Task goal:
Answer these questions about the reading-list post:
1. Which three books does the writer say every human should read?
2. According to the writer, why might something vital be missing from the list?
3. Which book does Jason Neel single out as essential reading?

Passage to read:
────────────────

My recommended reading

21st September 2011

During my talks and subsequent conversation, I often mention numerous books that have influenced my thinking. As a result, I’m getting an increasing number of emails and tweets asking for a full list. So, to deal with that, I’ve pulled together the following list.

This is by no means comprehensive, but the titles listed here are the ones that have really shaped my brain, helped me be a better designer, a more coherent coder, and assisted me in working out what I do and why I do it.

I apologise for the lack of descriptions, but at least I’ve linked to each on Amazon (UK) or the relevant publisher. At the very least, every human should read The Design of Everyday Things, Understanding Comics, and Ways of Seeing. Every designer ought to read Visual Grammar and Visible Signs, and own copies of The Art of Looking Sideways and The Elements of Typographic Style. We can all learn from Managing Oneself, and can improve our delivery with Communicating Design.

Then again, that’s just my view, although it’s a good one. Anyway, here’s the list.

Design in general
Miscellaneous
Type
Web-specific
Older web primers

No doubt I’ve forgotten something vital (I’ve done this without being in my office), so I may add to this list as I go. Also, if you think I’ve missed something, drop a comment.

Responses

Alex Leeson-Brown

# Alex Leeson-Brown responded on 21st September 2011 with...

Appreciate the list, Simon. Very useful indeed.

Liam O'Leary

# Liam O'Leary responded on 21st September 2011 with...

What! That’s 10 life times of books at my reading speed.

Will try to get through as many as possible, thanks Colly!

Looking forward to NAConf ‘12 :-D

Jason Neel

# Jason Neel responded on 21st September 2011 with...

What about Steve Krug’s books? Those seem to be essential reading, especially Don’t Make Me Think. Just a thought.

Looking at this list though (and, well, looking at my poor design skills), it seems as though I need to get caught up on that list of design books, I think.  I’ve read just about everything in the last three categories, but hardly anything in the first two.

Thanks for helping to replenish my Amazon wishlist!

Andy Pimlett

# Andy Pimlett responded on 21st September 2011 with...

And if you could only choose one from each category? :)

────────────────

Recorded data:
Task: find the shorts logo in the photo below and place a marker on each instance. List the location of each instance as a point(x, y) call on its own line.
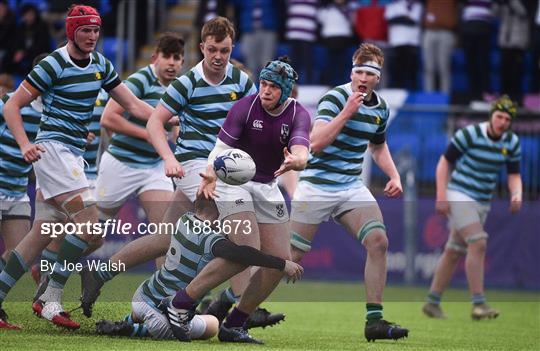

────────────────

Solved exercise:
1. The Design of Everyday Things, Understanding Comics, and Ways of Seeing.
2. The writer put the list together without being in the office.
3. Don't Make Me Think, by Steve Krug.